Records from a data collection

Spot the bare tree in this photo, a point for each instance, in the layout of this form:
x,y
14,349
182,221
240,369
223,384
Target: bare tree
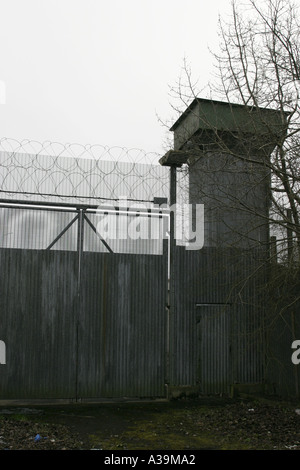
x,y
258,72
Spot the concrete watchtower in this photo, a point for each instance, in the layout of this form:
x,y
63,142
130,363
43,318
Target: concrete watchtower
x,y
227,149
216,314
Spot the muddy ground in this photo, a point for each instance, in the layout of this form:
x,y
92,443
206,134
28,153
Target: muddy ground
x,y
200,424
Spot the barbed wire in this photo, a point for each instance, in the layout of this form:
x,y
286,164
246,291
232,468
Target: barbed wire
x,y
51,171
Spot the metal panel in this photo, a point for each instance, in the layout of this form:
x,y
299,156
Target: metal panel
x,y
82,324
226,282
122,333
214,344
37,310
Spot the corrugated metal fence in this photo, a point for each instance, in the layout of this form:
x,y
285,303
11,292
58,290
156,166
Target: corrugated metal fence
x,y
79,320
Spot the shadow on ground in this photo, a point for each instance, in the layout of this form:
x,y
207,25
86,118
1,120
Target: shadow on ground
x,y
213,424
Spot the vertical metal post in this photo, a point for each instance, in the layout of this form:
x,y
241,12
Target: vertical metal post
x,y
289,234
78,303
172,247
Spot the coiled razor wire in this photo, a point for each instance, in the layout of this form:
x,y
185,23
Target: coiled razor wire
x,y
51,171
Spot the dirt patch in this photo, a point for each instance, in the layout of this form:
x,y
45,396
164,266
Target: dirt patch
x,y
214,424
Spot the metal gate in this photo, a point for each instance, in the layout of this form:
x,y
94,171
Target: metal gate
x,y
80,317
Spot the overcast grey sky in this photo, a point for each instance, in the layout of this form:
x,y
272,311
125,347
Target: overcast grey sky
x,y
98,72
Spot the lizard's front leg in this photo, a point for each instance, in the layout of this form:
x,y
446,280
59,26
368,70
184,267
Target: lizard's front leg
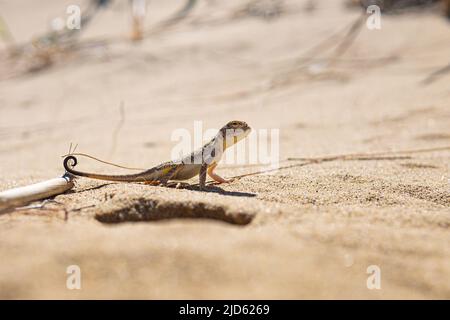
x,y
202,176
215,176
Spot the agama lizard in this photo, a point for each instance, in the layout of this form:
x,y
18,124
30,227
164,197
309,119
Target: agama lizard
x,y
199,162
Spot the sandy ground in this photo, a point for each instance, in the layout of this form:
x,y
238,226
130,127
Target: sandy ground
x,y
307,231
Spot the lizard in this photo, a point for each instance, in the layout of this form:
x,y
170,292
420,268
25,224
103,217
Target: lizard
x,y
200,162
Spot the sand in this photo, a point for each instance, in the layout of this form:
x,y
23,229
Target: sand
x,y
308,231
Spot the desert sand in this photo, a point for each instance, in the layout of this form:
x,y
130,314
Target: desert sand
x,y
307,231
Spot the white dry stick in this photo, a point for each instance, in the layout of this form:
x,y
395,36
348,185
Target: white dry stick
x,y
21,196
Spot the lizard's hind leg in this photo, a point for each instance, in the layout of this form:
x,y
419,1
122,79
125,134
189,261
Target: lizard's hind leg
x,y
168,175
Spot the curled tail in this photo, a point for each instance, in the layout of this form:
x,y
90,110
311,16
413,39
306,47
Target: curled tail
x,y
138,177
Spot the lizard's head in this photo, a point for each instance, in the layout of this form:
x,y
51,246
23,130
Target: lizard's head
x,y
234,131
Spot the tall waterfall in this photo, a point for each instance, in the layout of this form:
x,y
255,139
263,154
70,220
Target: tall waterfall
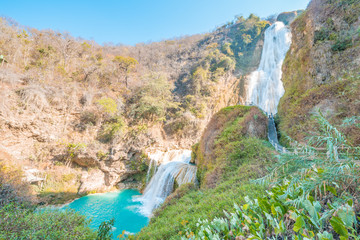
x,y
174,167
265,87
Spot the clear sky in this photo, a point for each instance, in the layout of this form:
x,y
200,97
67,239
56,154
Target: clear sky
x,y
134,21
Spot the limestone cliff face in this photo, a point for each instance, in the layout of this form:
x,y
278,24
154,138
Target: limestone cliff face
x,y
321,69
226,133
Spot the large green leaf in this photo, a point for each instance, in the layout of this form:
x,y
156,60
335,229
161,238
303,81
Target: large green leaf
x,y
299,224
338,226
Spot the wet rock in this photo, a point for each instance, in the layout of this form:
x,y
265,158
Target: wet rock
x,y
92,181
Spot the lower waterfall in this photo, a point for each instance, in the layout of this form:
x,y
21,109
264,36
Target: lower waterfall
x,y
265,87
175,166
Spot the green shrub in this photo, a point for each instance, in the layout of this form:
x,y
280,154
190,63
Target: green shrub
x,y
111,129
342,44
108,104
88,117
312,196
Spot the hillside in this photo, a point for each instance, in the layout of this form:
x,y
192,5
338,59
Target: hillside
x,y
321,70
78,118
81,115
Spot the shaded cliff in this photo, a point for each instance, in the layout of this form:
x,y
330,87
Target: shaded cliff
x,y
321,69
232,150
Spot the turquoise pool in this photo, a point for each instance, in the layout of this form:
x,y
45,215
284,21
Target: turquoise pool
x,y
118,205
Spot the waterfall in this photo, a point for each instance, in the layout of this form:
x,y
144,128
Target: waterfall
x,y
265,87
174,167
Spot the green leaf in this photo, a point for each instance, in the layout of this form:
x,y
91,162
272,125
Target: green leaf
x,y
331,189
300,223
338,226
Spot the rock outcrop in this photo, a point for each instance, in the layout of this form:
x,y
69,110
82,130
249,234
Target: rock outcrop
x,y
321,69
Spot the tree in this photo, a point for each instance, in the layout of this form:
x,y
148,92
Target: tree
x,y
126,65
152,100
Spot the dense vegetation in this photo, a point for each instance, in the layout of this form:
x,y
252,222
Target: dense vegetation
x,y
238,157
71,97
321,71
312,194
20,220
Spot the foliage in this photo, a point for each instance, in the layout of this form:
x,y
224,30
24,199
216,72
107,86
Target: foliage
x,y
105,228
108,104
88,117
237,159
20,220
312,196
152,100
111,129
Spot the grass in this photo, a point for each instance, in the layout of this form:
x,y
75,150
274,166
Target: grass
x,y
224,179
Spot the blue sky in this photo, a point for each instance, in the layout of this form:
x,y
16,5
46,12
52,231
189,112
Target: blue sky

(What you have to do):
Repeat the data exactly, excluding the pictures.

(Output of the exercise):
Spot the bare tree in this photo, a point for each instance, in the layout of this form:
x,y
14,349
182,221
240,369
223,384
Target: bare tree
x,y
258,72
Spot the concrete watchtower in this photo, a point for each instance, in the layout of this form:
x,y
63,142
130,363
43,318
Target: concrete watchtower
x,y
227,149
216,314
Spot the muddy ground in this photo, a point for each instance, in the layout of this form:
x,y
92,443
206,134
28,153
Target: muddy ground
x,y
200,424
Spot the barbed wire in this photo, a point for each instance, in the layout of this form:
x,y
286,164
246,291
232,468
Target: barbed wire
x,y
51,171
Spot the metal panel in this photo, a point for each instance, in the layout of this form:
x,y
299,156
Target: metal panel
x,y
82,324
226,282
122,333
214,344
37,310
Spot the corrugated metal fence in this photo, a point for each instance, in the layout of this form:
x,y
285,303
11,292
58,290
156,166
Target: corrugated metal fence
x,y
79,320
Spot the shadow on ground in this photo, a point for each instance, in the layout of this form:
x,y
207,25
86,118
1,120
Target: shadow on ground
x,y
213,424
Spot the vertical metal post in this photo, a point for each instance, in the layout of this form:
x,y
241,12
Target: vertical metal post
x,y
289,234
78,303
172,247
Spot the coiled razor wire in this photo, a point for each instance, in the layout of this form:
x,y
185,23
Target: coiled razor wire
x,y
51,171
Spot the dirt patch in this photo, a point for each instance, in the layout of this form:
x,y
45,396
164,266
Target: dirt patch
x,y
214,424
Spot the metal gate in this photo, a point for each instance, in the layout of this form:
x,y
94,171
Target: metal gate
x,y
80,317
Spot the overcast grey sky in this photo, a point for each instance, in the layout of this form:
x,y
272,311
125,347
Target: overcast grey sky
x,y
98,72
Spot the lizard's front leg in this photo, a point for each instance, in the layout of this form:
x,y
446,280
59,26
368,70
184,267
Target: lizard's front leg
x,y
202,176
215,176
Spot the agama lizard in this photo, a point for each instance, in the layout of this form:
x,y
18,124
30,227
164,197
309,119
Target: agama lizard
x,y
199,162
Spot the sandy ground in this photo, a point for each instance, in the layout of this form:
x,y
238,226
130,127
Target: sandy ground
x,y
307,231
Spot the lizard in this photo, a point for each instance, in the layout of this form:
x,y
170,292
420,268
25,224
103,217
Target: lizard
x,y
200,162
Spot the sand in this photo, a point for each instance, in the layout of this form:
x,y
23,229
Target: sand
x,y
308,231
Spot the desert sand in this photo, a point for each instance, in the layout of this form:
x,y
130,314
Target: desert sand
x,y
307,231
Spot the white dry stick in this photo, a point for each instance, in the layout of this form:
x,y
395,36
348,185
Target: white dry stick
x,y
21,196
Spot the lizard's hind leg in this photo, a point for each instance, in the layout of this form:
x,y
419,1
122,79
125,134
189,261
Target: lizard's hind leg
x,y
168,175
Spot the curled tail in this photo, a point for each instance, in the layout of this form:
x,y
90,110
311,16
413,39
306,47
Target: curled tail
x,y
138,177
Spot the lizard's head in this photo, a point for each instance, in the layout of this form:
x,y
51,246
23,130
Target: lizard's head
x,y
234,131
Spot the tall waterfall in this photo, a point for each instance, in the layout of this form:
x,y
255,139
263,154
70,220
Target: tall waterfall
x,y
174,167
265,87
Spot the clear sky in this photo, a point for each instance, in the layout of this form:
x,y
200,97
67,239
56,154
Target: clear sky
x,y
134,21
Spot the limestone cliff face in this photo, a point for each instance, in the layout of this form:
x,y
278,24
154,138
Target: limestone cliff face
x,y
321,69
226,133
Spot the large green leaf in this photo, a point for each instance, in the layout of this form:
x,y
156,60
335,229
161,238
303,81
Target: large green leaf
x,y
299,224
338,226
Spot the wet rock in this photo, a point for each instance, in the layout of this form:
x,y
265,158
Target: wet rock
x,y
92,181
Spot the lower waterfall in this photo, a point for each instance, in the layout of this form:
x,y
21,109
264,36
Target: lower waterfall
x,y
265,87
175,166
Spot the green shrub in this photo, a point for each instance, in the layout of this form:
x,y
280,154
190,63
Target: green shrub
x,y
111,129
342,44
108,104
88,117
312,196
Spot the hillside in this photo, a point for each instance, in the layout of this form:
x,y
192,5
338,59
Target: hillside
x,y
321,70
78,118
81,115
Spot the shaded cliff in this photo, a point for each instance, in the layout of this form:
x,y
330,87
Target: shaded cliff
x,y
321,69
232,150
Spot the turquoise pool in this photo, a point for each instance, in the layout of this form:
x,y
45,215
284,21
Target: turquoise pool
x,y
118,205
Spot the waterfall in this photo, a point for each instance, in the layout of this form:
x,y
144,128
Target: waterfall
x,y
265,87
174,167
Spot the green leaf in this photo, a point for each instance, in the layout of this form:
x,y
91,162
272,125
Target: green leaf
x,y
331,189
300,223
338,226
Spot the rock outcrop in this photo, a point for each instance, in the layout of this form:
x,y
69,110
82,130
249,234
Target: rock outcrop
x,y
321,69
Spot the tree in this photo, a point for each instance, in the layout of this form:
x,y
148,92
Target: tree
x,y
126,65
152,100
Spot the dense vegetation in this photo, a point for each instance, in the layout of this form:
x,y
252,222
Target: dense vegetation
x,y
238,157
71,97
321,71
312,194
20,220
Spot the foliage in this photo, a point for each instance, in the layout of this form:
x,y
224,30
24,199
216,72
107,86
Target: foliage
x,y
105,228
108,104
88,117
237,159
20,220
312,196
152,100
111,129
Spot the grass in this photo, a point for each instance, in the layout of this form:
x,y
75,150
274,166
Target: grass
x,y
224,179
Spot the blue sky in this photo, a point for each instance, in the layout of this form:
x,y
16,5
46,12
52,231
189,112
Target: blue sky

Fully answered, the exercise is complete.